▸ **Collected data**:
################

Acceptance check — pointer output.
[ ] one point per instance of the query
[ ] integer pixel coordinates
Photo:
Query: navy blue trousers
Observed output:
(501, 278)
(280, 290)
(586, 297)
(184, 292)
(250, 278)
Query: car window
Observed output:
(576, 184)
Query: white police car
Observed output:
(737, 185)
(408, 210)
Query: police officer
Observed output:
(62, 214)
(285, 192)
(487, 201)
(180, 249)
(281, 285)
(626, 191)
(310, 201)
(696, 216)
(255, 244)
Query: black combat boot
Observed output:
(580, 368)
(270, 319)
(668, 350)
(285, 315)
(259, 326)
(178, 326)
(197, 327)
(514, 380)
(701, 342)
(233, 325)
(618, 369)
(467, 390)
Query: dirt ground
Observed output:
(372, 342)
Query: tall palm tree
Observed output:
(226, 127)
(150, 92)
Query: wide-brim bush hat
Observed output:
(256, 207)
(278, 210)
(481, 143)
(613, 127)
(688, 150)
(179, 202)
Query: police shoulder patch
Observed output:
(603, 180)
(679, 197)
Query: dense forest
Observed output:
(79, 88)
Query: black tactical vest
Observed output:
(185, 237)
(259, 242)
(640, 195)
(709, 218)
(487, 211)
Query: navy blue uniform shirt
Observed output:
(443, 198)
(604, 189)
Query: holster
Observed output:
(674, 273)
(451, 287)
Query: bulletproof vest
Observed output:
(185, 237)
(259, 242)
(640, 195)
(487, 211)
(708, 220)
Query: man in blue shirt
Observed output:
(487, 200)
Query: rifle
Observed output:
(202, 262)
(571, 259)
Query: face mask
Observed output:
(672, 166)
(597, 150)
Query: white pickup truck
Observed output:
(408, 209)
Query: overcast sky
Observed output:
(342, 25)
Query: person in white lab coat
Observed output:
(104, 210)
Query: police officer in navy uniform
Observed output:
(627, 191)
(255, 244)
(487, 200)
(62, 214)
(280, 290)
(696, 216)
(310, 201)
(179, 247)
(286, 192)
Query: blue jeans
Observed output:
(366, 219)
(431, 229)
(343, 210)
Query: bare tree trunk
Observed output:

################

▸ **Written exercise**: Rewrite the lines from the one containing "Query: police officer in navy uniform" down to the final line of the collected data, replacing "bare" with "fallen" and leaving everything else as it is.

▸ **Result for this exercise**:
Query: police officer in navy uniform
Observed output:
(627, 191)
(255, 244)
(487, 200)
(62, 214)
(280, 290)
(696, 216)
(310, 201)
(179, 247)
(286, 192)
Query: blue jeans
Observed output:
(366, 219)
(431, 229)
(343, 210)
Query: fallen tree trunk
Observed output:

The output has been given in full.